* **QUOTED TEXT**:
☆ ☆ ☆ ☆ ☆

Time zones around the world

Keeping track of time zones can be really tricky. Different nations not only use different times but also use different adjustments for daylight saving, which can make keeping track of time zones difficult. Furthermore, nations occasionally move time zone, normally due to economic and trade reasons, which provides even more difficulties in keeping track of time zones.

You may think that modern computers can automatically account for time zones due to the settings in the clock program; however, most computer systems rely on a database, which is continuously updated, to provide accurate time zone information.

The Time Zone Database, sometimes called the Olson database after its long-time coordinator, Arthur David Olson, has recently moved home due to legal wrangling, which temporarily caused the database to cease functioning, causing untold problems for people needing accurate time zone information. Without the time zone database, time zones had to be calculated manually, for travelling, scheduling meetings and booking flights.

☆ ☆ ☆ ☆ ☆

Reproduce the passage on time zones above word for word, in full.

* **SUPPLIED INFORMATION**:
☆ ☆ ☆ ☆ ☆

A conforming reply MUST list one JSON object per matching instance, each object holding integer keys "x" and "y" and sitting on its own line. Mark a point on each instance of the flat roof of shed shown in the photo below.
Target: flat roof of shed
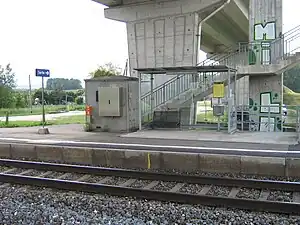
{"x": 186, "y": 69}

☆ ☆ ☆ ☆ ☆

* **OUTPUT OF THE EXERCISE**:
Time zones around the world

Keeping track of time zones can be really tricky. Different nations not only use different times but also use different adjustments for daylight saving, which can make keeping track of time zones difficult. Furthermore, nations occasionally move time zone, normally due to economic and trade reasons, which provides even more difficulties in keeping track of time zones.

You may think that modern computers can automatically account for time zones due to the settings in the clock program; however, most computer systems rely on a database, which is continuously updated, to provide accurate time zone information.

The Time Zone Database, sometimes called the Olson database after its long-time coordinator, Arthur David Olson, has recently moved home due to legal wrangling, which temporarily caused the database to cease functioning, causing untold problems for people needing accurate time zone information. Without the time zone database, time zones had to be calculated manually, for travelling, scheduling meetings and booking flights.